■ **Material provided**:

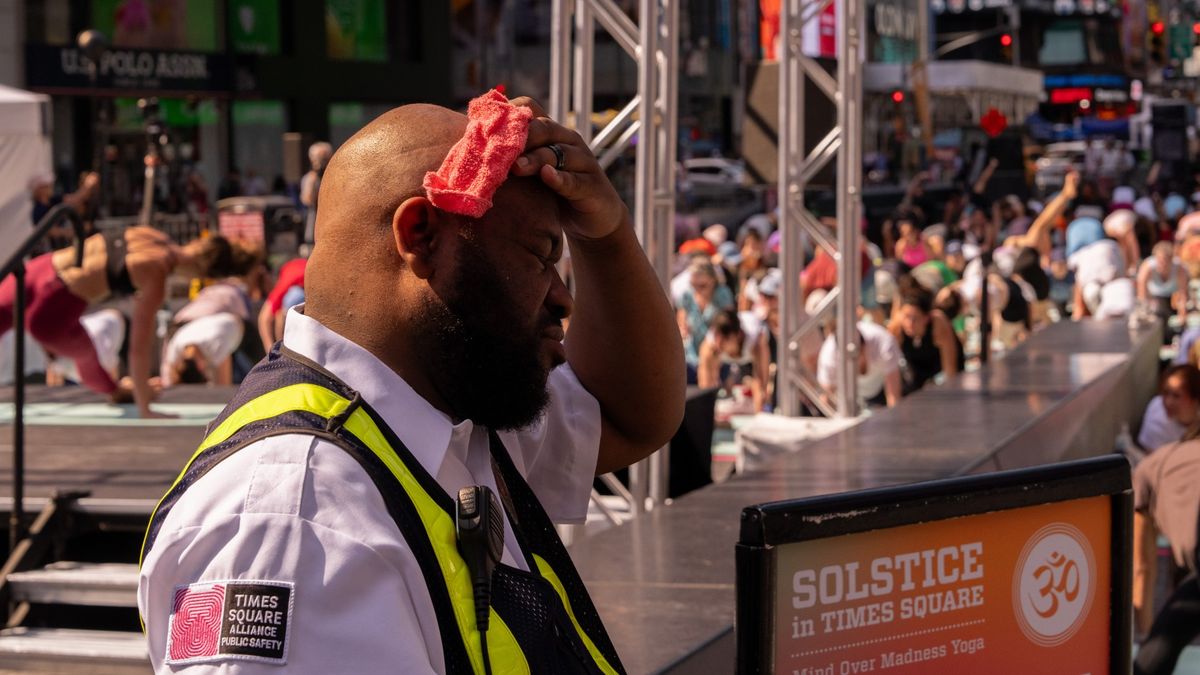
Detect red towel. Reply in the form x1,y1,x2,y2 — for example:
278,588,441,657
424,89,533,217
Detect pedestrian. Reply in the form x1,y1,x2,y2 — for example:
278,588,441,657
138,91,684,674
1133,424,1200,675
300,141,334,245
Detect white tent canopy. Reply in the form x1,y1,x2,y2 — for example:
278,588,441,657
0,85,50,261
0,85,50,383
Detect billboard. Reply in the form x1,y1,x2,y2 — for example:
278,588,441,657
325,0,388,61
91,0,221,52
738,456,1132,675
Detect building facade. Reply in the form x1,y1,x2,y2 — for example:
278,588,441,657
18,0,452,215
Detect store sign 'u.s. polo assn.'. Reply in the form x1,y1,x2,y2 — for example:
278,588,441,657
25,44,232,91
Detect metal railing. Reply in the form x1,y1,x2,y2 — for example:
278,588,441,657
0,204,84,552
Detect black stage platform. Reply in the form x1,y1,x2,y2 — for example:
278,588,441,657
571,322,1160,674
0,386,235,502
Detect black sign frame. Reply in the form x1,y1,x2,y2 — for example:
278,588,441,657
734,454,1133,675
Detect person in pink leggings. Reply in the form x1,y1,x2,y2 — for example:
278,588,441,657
0,227,252,417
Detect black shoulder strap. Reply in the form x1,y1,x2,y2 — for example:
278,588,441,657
488,431,625,673
143,346,473,675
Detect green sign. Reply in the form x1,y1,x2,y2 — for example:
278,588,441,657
329,103,365,127
91,0,220,52
113,97,217,131
228,0,280,54
233,101,287,127
1166,23,1195,61
325,0,388,61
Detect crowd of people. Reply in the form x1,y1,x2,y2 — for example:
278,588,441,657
19,143,332,417
671,153,1200,413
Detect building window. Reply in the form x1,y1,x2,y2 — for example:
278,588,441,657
232,101,288,193
1038,20,1088,66
325,0,388,61
91,0,223,52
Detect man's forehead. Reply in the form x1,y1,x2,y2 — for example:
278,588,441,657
482,177,563,238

■ **Work required**:
Rewrite all of the material above as a numbered list with one line per item, skipping blank lines and leaving out the pictures.

■ **Written solution**:
1. Detect red towel. Reply in the form x1,y1,x2,y2 — for example:
2. 278,588,441,657
3. 424,89,533,217
4. Detect pedestrian. Reply in the form x1,y1,x2,y2 — for example:
5. 278,588,441,657
6. 138,91,684,674
7. 1133,424,1200,675
8. 300,141,334,245
9. Detect white tent canopy. Reply in the form x1,y1,x2,y2 — for example:
10. 278,588,441,657
11. 0,85,50,261
12. 0,85,50,383
13. Detect billboard. Reply in the form x1,y1,x2,y2 — for example:
14. 278,588,441,657
15. 325,0,388,61
16. 91,0,221,52
17. 738,456,1132,675
18. Detect building facade. Reply in the form x1,y1,x2,y2 — for example:
19. 278,588,441,657
20. 18,0,452,215
21. Detect store sign 'u.s. polo assn.'. Reply in the form x1,y1,x2,y2 — for example:
22. 278,588,441,657
23. 25,44,232,91
24. Detect metal railing. Reply in the form x1,y1,x2,y2 — for example:
25. 278,588,441,657
26. 0,204,84,552
27. Detect black stage platform. Reply in the form x1,y1,x2,y2 — for example:
28. 278,588,441,657
29. 571,322,1160,674
30. 0,386,235,502
31. Detect black sign frame. Reply in the form x1,y1,x2,y2 — for example:
32. 278,588,441,657
33. 734,454,1133,675
34. Detect person in pink leggings. Reply in the form x1,y1,x2,y2 — for example:
35. 278,588,441,657
36. 0,227,252,417
37. Detect black shoulder strap. Reply in the form x1,y1,x2,y2 — for example:
38. 278,588,441,657
39. 488,431,625,673
40. 143,346,473,675
41. Detect green sign. Reply in the form x1,y1,x2,y2 — for example:
42. 278,588,441,657
43. 329,103,365,127
44. 91,0,220,52
45. 113,97,217,131
46. 228,0,280,54
47. 233,101,287,127
48. 1166,23,1195,61
49. 325,0,388,61
50. Detect crowd of people. Reply in the form x1,y1,x2,y2 — for example:
51. 278,588,441,657
52. 19,143,332,417
53. 671,153,1200,413
54. Detect building window. Reply in the form x1,y1,x2,y2 — for example:
55. 278,588,441,657
56. 232,101,288,193
57. 1038,20,1088,66
58. 325,0,388,61
59. 91,0,223,52
60. Detect man's forehead. Reply in the form x1,y1,x2,y2 — for example:
61. 278,588,441,657
62. 482,177,563,238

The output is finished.